### [Coordinate annotation records]
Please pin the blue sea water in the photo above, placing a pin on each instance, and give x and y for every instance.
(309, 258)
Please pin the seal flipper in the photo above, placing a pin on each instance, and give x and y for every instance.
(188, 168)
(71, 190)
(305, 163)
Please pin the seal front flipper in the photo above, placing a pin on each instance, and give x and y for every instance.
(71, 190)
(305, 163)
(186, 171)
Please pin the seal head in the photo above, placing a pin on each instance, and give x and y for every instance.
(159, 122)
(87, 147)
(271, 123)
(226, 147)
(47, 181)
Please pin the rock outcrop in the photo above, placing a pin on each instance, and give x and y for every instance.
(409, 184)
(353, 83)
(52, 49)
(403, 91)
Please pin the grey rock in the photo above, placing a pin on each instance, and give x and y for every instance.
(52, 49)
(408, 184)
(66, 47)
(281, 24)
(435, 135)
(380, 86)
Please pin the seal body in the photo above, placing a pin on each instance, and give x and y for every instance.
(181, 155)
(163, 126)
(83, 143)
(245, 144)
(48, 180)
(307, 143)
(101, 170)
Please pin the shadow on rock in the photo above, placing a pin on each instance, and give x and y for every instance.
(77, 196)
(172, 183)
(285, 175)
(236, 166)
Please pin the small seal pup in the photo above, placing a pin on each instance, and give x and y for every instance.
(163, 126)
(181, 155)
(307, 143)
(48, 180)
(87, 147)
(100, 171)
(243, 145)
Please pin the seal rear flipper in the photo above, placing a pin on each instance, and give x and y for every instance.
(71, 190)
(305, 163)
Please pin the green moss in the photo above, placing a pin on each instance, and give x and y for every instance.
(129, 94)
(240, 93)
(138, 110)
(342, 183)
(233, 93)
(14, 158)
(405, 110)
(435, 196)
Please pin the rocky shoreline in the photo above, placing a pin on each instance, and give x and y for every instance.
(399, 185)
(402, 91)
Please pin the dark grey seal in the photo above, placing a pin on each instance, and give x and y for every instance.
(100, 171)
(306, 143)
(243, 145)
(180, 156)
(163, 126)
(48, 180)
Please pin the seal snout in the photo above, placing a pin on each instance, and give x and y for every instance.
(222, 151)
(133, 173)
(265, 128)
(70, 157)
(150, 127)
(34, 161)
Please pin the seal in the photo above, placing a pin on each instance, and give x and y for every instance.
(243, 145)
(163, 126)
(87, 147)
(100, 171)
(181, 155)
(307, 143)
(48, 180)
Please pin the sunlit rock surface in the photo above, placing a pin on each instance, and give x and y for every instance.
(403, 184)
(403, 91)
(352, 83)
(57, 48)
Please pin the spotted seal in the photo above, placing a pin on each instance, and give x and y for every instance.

...

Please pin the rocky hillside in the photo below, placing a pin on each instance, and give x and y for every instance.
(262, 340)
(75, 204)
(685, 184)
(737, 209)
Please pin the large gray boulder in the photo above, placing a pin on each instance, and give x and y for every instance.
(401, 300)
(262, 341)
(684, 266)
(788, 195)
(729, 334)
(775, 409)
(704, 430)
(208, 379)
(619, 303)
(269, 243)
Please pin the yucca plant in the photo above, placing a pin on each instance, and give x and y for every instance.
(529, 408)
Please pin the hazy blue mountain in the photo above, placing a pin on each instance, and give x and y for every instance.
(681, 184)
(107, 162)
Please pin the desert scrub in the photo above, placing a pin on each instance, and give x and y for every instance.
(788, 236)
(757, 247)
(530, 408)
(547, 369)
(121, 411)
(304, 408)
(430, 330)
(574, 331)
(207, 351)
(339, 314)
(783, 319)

* * *

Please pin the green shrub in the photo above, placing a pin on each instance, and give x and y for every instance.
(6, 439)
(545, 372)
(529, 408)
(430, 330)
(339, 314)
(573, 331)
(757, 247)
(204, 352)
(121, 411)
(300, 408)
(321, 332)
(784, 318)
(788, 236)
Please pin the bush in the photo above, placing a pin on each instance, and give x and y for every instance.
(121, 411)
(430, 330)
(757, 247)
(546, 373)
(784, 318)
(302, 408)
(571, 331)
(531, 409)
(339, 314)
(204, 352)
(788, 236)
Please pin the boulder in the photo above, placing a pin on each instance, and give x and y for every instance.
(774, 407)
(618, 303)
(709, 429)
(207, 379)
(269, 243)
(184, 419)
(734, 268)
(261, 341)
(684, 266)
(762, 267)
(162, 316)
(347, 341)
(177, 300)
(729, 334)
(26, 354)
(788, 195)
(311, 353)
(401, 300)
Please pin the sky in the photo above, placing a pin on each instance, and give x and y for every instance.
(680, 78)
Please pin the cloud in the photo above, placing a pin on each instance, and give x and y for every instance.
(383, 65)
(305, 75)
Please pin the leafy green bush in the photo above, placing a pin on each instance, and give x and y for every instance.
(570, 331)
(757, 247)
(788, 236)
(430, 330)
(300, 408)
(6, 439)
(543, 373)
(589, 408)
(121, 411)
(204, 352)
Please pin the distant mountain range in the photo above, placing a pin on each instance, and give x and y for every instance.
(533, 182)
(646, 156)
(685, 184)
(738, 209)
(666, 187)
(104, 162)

### [WORK INSTRUCTIONS]
Collect every line of the data above that contains the word "blue" and copy each of those lines in full.

### [ANSWER BELOW]
Please pin the blue sea water in the photo above, placing a pin on each instance, and give x and y for every instance.
Please pin the hazy blue mountain in the photo above, placing a pin on each instance, and give x and y for every instance.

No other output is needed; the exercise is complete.